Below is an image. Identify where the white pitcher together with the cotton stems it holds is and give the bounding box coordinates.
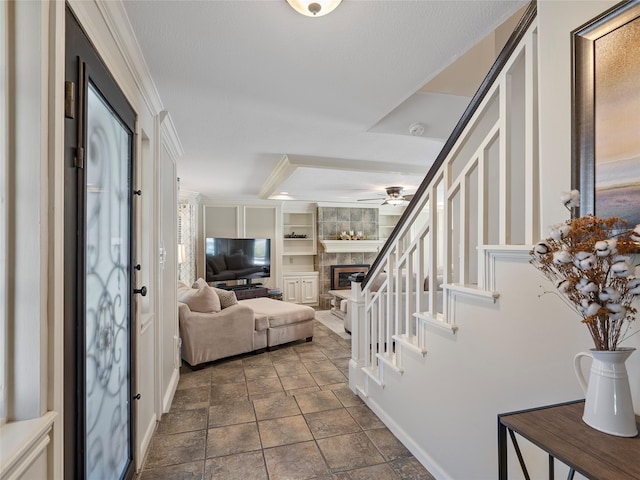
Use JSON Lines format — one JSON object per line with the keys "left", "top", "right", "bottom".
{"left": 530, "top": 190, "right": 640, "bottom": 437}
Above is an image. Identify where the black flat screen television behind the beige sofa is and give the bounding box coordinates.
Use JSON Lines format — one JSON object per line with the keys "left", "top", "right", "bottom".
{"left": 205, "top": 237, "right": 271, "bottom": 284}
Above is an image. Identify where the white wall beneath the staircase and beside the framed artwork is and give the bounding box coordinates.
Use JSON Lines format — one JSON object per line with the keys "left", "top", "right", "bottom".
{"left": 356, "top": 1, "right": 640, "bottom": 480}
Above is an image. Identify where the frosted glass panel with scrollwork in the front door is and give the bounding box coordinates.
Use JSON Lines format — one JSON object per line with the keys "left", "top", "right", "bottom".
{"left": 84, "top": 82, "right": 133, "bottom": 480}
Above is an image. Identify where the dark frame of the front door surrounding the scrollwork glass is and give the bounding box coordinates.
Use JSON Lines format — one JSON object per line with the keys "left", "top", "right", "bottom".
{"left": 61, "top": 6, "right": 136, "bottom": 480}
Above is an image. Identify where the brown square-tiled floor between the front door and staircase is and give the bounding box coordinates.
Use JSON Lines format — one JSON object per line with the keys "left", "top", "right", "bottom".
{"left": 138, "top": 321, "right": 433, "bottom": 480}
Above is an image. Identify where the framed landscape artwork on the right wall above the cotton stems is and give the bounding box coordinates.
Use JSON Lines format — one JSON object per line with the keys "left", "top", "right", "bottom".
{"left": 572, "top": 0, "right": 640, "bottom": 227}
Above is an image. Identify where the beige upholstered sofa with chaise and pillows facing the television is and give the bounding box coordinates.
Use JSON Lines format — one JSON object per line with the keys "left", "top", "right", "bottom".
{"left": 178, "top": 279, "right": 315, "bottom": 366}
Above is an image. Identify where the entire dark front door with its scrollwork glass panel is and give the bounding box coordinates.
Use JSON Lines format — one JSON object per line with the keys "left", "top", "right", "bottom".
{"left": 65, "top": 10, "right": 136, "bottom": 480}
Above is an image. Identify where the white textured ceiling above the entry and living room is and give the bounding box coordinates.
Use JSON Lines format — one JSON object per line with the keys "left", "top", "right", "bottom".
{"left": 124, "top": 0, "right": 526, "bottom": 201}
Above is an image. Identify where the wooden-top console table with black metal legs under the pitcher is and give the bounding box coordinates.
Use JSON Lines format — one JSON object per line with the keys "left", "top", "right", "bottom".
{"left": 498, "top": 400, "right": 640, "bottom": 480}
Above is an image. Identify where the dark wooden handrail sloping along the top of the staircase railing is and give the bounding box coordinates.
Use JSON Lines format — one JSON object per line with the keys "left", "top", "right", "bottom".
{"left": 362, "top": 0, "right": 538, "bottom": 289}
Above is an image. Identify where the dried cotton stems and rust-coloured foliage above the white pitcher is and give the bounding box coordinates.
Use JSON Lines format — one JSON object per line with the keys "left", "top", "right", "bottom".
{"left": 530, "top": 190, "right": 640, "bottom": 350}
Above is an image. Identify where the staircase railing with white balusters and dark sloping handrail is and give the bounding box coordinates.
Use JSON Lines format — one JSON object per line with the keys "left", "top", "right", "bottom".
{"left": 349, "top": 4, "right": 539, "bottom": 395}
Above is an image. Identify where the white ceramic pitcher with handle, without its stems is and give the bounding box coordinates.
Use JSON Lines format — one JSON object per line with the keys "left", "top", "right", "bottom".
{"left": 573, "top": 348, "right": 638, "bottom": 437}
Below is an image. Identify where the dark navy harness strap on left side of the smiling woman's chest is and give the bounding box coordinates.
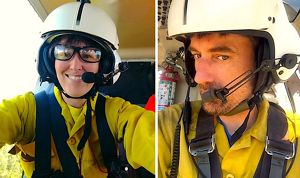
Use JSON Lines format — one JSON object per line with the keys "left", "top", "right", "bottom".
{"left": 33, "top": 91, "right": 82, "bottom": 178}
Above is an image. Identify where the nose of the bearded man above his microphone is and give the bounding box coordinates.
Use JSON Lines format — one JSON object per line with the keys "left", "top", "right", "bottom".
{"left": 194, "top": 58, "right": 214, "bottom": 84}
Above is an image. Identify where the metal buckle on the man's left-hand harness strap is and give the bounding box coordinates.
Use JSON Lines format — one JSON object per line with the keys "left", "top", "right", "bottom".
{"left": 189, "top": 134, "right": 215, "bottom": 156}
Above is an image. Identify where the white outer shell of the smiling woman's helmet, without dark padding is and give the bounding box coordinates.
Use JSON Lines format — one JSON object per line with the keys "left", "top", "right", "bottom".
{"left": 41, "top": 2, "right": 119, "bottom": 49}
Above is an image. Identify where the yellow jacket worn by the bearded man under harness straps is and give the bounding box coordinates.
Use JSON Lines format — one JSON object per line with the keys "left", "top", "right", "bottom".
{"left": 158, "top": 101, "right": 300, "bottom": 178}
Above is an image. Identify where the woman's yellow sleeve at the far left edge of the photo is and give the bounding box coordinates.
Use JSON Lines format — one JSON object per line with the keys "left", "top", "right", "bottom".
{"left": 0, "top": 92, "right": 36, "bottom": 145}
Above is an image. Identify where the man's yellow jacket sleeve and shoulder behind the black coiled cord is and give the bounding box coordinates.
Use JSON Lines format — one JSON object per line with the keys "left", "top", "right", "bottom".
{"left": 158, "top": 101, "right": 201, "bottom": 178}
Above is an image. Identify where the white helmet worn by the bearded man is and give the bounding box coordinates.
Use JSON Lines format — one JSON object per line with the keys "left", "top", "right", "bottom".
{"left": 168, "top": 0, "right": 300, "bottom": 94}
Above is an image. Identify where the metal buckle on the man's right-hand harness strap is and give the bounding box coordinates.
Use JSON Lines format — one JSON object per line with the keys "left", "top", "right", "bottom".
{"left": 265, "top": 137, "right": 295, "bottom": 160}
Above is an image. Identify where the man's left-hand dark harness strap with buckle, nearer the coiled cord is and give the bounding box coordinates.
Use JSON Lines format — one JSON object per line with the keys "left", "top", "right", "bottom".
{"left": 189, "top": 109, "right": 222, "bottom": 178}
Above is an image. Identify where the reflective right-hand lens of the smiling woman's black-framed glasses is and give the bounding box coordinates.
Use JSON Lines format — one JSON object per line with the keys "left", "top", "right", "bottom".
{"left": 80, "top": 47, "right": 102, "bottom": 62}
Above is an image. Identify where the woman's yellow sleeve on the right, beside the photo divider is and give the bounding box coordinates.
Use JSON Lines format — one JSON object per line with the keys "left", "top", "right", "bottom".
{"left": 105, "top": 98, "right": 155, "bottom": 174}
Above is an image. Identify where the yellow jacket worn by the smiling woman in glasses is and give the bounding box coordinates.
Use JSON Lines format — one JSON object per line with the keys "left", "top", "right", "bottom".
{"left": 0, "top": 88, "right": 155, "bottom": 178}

**Brief:** All the lines that hold the word "staircase" must appear in the answer, copied from the records.

**Task response:**
Above is an image. Identify where the white wall beneath the staircase and beside the framed artwork is and give the bounding box coordinates.
Above is an image. Identify where the brown square-tiled floor between the front door and staircase is and give the bounding box coordinates.
Above is an image. Identify where the dark wooden handrail sloping along the top of the staircase railing is and give the bounding box coordinates.
Above is an image. Identify where the staircase railing with white balusters and dark sloping handrail is and give the bounding box coordinates.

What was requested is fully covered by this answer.